GIVEN TASK —
Pick out every line in the records below that contains the word "white", and copy each one. Matching is case-sensitive.

(Dataset items)
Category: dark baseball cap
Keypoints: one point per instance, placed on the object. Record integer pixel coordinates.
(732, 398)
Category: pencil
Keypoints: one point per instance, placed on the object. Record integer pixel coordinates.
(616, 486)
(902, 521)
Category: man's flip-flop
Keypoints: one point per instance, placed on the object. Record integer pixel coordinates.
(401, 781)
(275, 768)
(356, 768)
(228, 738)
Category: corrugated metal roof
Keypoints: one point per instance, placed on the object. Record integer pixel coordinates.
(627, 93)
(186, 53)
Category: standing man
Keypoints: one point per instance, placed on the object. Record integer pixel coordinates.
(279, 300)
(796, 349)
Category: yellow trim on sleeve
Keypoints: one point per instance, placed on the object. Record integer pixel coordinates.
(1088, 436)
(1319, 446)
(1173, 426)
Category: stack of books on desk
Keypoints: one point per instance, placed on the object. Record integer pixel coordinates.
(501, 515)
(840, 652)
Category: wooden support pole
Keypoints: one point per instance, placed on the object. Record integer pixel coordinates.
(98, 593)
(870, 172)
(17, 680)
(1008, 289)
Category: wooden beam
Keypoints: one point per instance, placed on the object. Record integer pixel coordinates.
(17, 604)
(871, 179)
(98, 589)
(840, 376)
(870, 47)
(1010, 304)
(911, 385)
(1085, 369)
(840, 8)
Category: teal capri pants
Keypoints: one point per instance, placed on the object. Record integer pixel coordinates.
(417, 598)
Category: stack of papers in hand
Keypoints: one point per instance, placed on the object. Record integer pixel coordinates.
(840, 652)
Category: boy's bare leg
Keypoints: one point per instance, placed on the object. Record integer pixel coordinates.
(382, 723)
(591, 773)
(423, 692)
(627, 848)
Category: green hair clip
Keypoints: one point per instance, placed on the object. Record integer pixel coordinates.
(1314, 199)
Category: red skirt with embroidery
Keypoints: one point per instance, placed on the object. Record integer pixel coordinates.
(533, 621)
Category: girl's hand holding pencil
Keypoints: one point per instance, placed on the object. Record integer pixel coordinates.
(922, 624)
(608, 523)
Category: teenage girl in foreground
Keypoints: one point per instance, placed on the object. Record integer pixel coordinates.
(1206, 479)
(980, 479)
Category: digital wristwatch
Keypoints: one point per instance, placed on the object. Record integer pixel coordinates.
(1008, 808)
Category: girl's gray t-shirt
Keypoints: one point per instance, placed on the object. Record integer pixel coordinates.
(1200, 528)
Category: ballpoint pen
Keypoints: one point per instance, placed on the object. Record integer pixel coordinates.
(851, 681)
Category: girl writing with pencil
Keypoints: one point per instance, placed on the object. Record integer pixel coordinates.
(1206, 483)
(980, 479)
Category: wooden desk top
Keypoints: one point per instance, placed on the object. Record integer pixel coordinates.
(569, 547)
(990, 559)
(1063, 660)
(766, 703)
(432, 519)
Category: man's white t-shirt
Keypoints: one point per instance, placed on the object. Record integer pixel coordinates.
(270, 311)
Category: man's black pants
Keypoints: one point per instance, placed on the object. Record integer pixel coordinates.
---
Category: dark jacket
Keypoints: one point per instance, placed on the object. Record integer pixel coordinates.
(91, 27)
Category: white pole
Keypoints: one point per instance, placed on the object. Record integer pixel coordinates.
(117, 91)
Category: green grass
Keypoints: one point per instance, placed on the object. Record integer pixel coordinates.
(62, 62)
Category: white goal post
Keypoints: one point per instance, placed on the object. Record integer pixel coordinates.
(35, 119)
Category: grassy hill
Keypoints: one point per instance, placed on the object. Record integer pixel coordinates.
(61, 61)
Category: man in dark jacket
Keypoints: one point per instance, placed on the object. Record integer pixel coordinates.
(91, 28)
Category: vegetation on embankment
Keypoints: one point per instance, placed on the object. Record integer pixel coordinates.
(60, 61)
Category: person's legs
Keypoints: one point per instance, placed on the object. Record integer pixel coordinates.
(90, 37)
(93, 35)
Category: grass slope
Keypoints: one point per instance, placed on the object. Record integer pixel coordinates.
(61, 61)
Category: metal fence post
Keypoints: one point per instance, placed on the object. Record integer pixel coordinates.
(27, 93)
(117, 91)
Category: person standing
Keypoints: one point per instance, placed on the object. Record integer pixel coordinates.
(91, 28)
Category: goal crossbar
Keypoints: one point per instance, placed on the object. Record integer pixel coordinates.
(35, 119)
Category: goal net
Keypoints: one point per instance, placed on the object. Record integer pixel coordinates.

WORKED SOLUTION —
Category: man's white t-shirt
Category: white pole
Category: white goal post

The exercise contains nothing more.